Data in this exercise below:

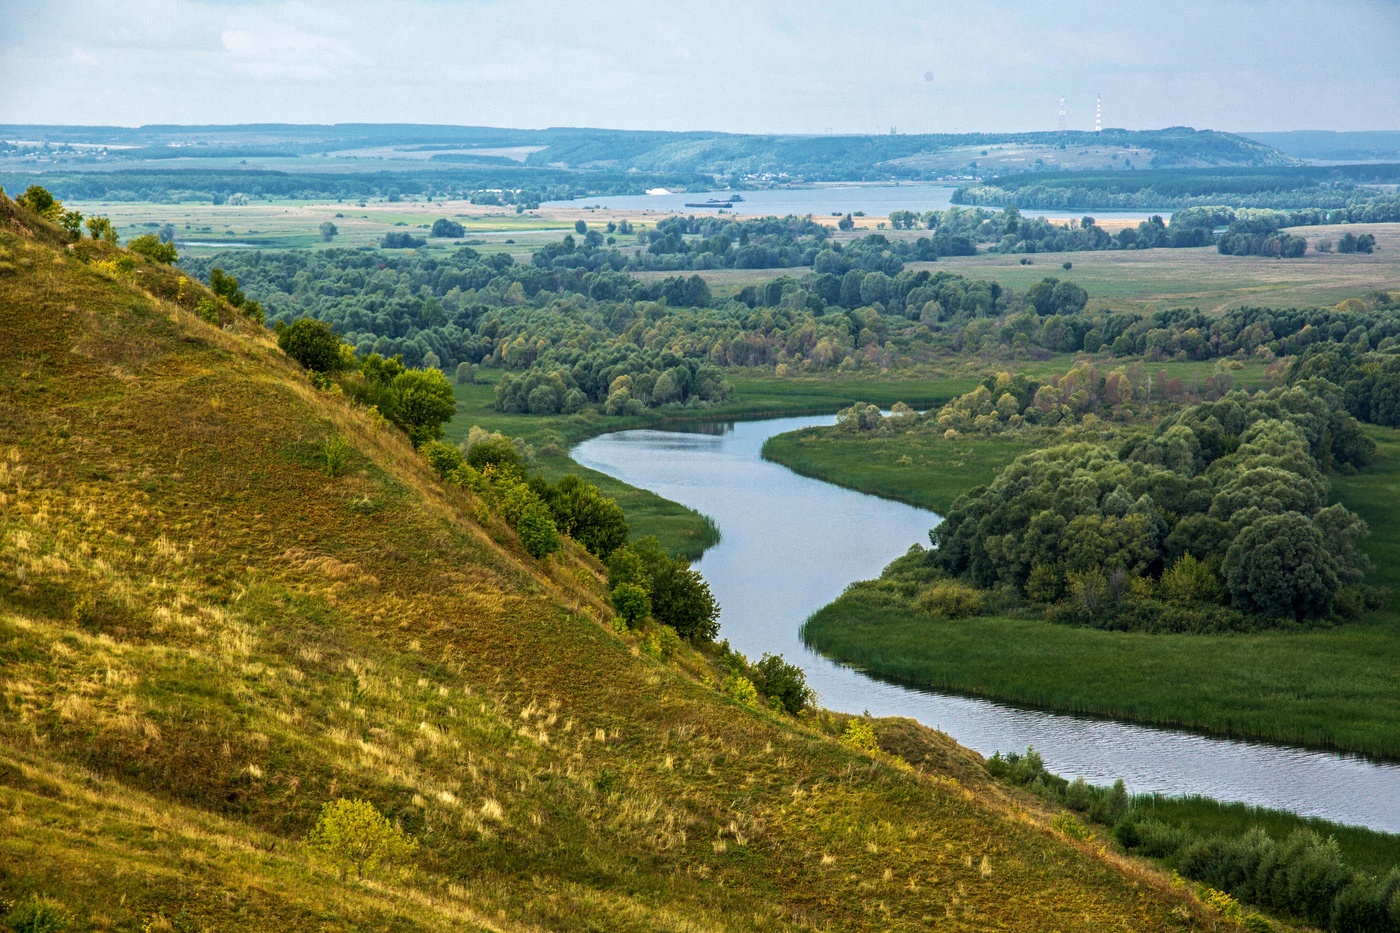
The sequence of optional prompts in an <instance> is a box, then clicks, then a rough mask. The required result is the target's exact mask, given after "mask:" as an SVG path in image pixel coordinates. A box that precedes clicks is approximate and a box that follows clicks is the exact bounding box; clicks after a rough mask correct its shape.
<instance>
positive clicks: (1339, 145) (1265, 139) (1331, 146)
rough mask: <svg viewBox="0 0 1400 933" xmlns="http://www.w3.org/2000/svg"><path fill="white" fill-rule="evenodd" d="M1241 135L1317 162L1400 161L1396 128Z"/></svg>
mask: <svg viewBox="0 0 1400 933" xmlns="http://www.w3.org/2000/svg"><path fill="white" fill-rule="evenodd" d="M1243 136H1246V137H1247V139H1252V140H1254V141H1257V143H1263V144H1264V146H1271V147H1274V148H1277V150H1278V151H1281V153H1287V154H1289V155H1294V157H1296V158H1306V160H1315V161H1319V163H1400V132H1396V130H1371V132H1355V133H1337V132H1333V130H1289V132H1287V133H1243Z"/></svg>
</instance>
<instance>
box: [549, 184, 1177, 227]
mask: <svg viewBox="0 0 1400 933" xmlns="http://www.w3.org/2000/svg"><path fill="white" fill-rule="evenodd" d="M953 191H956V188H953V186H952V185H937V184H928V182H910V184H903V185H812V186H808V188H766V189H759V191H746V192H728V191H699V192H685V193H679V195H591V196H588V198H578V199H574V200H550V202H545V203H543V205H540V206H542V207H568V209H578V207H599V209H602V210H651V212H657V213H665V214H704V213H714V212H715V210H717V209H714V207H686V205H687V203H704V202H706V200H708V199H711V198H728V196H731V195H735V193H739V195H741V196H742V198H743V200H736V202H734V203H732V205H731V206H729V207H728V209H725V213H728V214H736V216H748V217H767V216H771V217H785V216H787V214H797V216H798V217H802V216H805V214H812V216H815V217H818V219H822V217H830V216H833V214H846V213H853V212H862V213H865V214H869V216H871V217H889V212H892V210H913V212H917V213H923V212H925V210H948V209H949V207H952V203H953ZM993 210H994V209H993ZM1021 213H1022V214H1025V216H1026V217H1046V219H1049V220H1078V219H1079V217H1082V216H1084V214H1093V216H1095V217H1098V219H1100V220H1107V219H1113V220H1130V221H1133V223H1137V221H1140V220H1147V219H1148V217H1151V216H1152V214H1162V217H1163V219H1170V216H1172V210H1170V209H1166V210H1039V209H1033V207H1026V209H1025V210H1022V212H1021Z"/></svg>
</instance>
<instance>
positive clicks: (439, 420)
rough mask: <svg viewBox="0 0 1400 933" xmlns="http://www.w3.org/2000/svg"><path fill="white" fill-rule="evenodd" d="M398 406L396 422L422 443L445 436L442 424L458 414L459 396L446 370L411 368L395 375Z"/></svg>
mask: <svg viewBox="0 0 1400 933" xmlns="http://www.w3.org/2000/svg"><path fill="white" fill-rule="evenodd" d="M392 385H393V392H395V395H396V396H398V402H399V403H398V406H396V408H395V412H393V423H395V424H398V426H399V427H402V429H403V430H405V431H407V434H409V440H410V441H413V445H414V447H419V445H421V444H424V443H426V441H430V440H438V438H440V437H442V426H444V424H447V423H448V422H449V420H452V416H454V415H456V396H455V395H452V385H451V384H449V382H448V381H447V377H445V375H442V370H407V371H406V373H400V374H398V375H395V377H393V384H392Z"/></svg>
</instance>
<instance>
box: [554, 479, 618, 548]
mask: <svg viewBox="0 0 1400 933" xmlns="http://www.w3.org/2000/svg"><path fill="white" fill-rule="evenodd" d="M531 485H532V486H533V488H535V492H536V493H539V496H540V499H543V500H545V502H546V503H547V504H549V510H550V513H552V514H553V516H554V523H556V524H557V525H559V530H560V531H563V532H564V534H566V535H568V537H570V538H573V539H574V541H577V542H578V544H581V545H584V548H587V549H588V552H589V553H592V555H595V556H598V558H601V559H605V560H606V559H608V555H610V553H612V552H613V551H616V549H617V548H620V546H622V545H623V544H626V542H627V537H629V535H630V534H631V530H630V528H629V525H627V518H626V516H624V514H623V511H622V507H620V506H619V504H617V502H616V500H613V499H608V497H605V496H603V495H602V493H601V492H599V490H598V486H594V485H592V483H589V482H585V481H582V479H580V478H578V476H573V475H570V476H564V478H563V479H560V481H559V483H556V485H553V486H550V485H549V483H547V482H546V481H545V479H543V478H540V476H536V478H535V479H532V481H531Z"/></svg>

End of Data in this exercise.
Data in this exercise below:

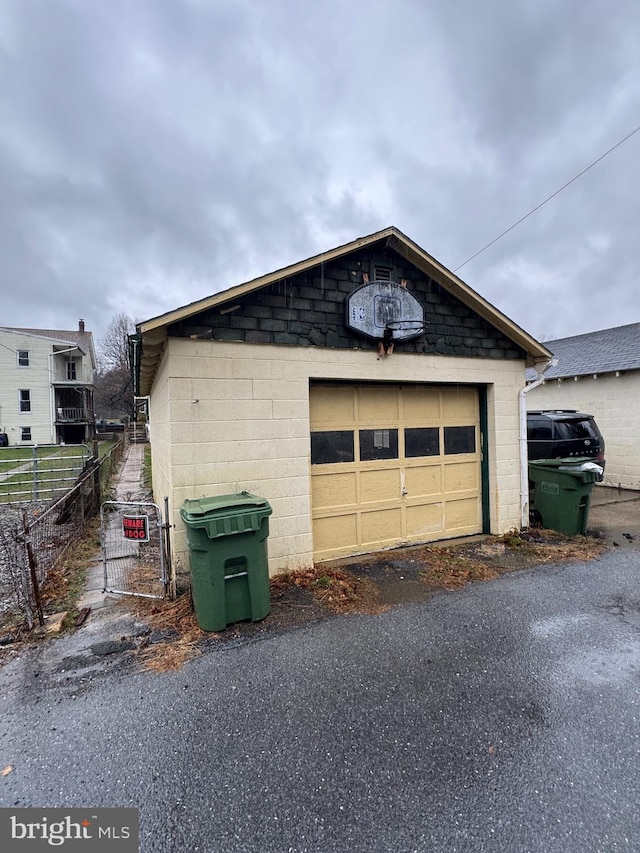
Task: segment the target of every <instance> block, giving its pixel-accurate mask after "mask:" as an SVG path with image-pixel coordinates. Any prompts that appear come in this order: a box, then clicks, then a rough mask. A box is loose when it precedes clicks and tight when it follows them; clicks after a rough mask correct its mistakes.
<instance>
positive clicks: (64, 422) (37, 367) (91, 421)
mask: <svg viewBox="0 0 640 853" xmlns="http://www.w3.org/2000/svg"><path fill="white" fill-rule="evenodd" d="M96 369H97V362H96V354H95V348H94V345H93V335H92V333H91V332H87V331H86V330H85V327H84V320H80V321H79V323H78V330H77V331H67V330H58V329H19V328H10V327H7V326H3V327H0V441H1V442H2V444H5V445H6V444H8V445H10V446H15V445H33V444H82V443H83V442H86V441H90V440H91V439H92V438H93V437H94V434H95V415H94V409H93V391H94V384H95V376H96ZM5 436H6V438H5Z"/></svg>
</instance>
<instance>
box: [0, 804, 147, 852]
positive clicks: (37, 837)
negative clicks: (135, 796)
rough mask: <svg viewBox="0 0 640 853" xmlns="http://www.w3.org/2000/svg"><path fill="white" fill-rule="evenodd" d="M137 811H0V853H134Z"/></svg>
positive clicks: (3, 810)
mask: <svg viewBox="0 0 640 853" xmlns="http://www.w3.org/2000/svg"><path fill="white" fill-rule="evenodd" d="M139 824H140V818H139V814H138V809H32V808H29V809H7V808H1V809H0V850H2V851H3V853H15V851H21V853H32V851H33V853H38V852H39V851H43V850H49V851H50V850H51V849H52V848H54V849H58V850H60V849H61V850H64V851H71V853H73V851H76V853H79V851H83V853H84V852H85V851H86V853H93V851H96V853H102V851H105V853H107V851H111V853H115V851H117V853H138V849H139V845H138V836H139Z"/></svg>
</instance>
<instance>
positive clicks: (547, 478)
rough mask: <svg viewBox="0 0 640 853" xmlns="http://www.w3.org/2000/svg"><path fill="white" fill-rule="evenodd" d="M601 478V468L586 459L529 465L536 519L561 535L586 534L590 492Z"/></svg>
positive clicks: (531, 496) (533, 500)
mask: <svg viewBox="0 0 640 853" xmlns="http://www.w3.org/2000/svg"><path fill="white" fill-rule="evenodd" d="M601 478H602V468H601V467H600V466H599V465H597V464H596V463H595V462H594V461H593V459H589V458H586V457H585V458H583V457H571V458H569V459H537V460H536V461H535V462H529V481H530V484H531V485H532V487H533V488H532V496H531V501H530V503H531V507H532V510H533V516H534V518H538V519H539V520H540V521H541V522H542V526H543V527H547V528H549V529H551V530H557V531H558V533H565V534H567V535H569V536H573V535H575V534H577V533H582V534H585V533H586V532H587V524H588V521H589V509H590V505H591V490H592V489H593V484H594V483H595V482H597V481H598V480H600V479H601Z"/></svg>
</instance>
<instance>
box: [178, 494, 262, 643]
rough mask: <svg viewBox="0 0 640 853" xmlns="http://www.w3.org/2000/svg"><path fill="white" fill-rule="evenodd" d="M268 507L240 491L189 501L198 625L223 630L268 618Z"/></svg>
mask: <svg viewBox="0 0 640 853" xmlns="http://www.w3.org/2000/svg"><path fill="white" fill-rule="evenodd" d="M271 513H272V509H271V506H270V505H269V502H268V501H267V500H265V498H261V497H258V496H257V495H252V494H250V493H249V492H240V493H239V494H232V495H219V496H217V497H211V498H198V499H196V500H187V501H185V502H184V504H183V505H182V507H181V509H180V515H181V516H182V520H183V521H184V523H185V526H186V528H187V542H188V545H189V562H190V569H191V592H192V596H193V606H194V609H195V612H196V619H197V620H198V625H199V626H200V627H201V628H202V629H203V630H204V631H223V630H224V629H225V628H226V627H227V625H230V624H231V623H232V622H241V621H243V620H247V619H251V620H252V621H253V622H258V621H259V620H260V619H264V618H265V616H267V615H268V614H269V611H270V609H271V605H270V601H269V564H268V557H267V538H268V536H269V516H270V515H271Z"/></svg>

End of Data in this exercise.

#### To do
In the lines above, find the word "precedes" and copy each line that contains it.

#### Exercise output
The sequence of optional prompts in an <instance> is a box, then clicks, then a rough mask. The required result is the target's exact mask, given after "mask:" as an SVG path in image pixel coordinates. A box that precedes clicks is approximate and a box that follows clicks is the exact bounding box; clicks after a rough mask correct its shape.
Task: segment the target of every <instance> block, giving its pixel-accurate mask after "mask:" as an SVG path with image-pixel coordinates. Any prompts that appear come in this order: a box, then clicks, then a rough mask. A box is loose when it precedes clicks and tight when it follows them; clicks after a rough mask correct its mistakes.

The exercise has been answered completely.